Or, you can use get_brain_info() to retrieve information about the configuration of a brain run:

info = dataset.get_brain_info(brain_key)
print(info)

Use load_brain_results() to load the SimilarityIndex instance for a brain run.

You can use rename_brain_run() to rename the brain key associated with an existing similarity results run:

dataset.rename_brain_run(brain_key, new_brain_key)

Finally, you can use delete_brain_run() to delete the record of a similarity index computation from your FiftyOne dataset:

dataset.delete_brain_run(brain_key)

Note

Calling delete_brain_run() only deletes the record of the brain run from your FiftyOne dataset; it will not delete any associated Mosaic index, which you can do as follows:

# Delete the Mosaic index
mosaic_index = dataset.load_brain_results(brain_key)
mosaic_index.cleanup()

Examples#

This section demonstrates how to perform some common vector search workflows on a FiftyOne dataset using the Mosaic backend.

Note

All of the examples below assume you have configured your Databricks account and credentials as described in this section.

_Tasks to perform_
a – According to the brain run excerpt, what does calling delete_brain_run() leave in place?
b – Please transcribe the brain run excerpt from "This section demonstrates" up to and including "in this section.".
c – Check each statement against the brain run excerpt, answering yes or no and quoting the deciding words: (i) load_brain_results() loads the SimilarityIndex instance for a brain run. (ii) delete_brain_run() removes the associated Mosaic index as well. (iii) The examples assume a configured Databricks account and credentials.
The lines after this point are separate material with no connection to the brain run excerpt.

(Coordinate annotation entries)
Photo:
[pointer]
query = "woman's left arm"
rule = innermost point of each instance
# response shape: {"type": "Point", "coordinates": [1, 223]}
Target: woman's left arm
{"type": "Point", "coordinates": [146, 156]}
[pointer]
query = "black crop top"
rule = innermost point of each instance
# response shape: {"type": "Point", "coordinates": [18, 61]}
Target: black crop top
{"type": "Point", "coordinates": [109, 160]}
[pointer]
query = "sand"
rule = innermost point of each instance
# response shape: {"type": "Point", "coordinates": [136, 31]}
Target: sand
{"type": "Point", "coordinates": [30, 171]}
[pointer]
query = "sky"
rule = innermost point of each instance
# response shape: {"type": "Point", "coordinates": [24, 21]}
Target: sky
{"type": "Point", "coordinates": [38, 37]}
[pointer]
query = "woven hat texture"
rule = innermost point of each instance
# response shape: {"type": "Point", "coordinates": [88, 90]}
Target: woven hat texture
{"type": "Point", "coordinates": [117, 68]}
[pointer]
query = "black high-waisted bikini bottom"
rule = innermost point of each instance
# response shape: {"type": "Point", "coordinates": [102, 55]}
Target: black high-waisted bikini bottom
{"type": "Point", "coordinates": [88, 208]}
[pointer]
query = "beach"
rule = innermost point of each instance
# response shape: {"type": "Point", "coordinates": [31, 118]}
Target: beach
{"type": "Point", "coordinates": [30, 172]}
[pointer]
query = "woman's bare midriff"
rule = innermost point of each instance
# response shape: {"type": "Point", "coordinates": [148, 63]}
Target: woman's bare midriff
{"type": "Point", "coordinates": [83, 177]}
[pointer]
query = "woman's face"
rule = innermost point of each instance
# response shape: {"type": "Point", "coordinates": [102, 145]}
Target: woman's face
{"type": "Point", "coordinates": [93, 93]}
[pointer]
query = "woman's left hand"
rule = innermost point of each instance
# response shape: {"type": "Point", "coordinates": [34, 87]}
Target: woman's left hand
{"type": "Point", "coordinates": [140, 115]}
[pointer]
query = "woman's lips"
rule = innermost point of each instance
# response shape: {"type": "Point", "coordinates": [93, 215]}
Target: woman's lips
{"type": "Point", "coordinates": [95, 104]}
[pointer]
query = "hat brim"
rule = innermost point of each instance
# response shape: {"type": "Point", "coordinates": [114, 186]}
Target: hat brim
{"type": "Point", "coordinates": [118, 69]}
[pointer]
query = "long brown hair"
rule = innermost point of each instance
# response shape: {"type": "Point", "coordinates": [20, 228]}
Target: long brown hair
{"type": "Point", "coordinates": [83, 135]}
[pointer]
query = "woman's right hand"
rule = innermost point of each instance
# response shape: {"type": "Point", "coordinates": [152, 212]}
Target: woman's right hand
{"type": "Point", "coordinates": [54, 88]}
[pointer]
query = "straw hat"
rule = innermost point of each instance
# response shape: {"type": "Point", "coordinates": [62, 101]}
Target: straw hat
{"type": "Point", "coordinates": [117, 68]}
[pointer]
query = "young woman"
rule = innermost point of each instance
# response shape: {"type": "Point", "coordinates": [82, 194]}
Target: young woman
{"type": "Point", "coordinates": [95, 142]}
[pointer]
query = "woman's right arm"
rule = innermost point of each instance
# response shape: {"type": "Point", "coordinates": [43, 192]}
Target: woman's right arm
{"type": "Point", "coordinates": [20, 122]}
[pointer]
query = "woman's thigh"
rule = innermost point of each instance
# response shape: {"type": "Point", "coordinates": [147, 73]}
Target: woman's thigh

_Complete answers_
a – Any associated Mosaic index.

b –
This section demonstrates how to perform some common vector search workflows on a FiftyOne dataset using the Mosaic backend.

Note

All of the examples below assume you have configured your Databricks account and credentials as described in this section.

c –
(i) Yes: "Use load_brain_results() to load the SimilarityIndex instance for a brain run."
(ii) No: "it will not delete any associated Mosaic index"
(iii) Yes: "All of the examples below assume you have configured your Databricks account and credentials as described in this section."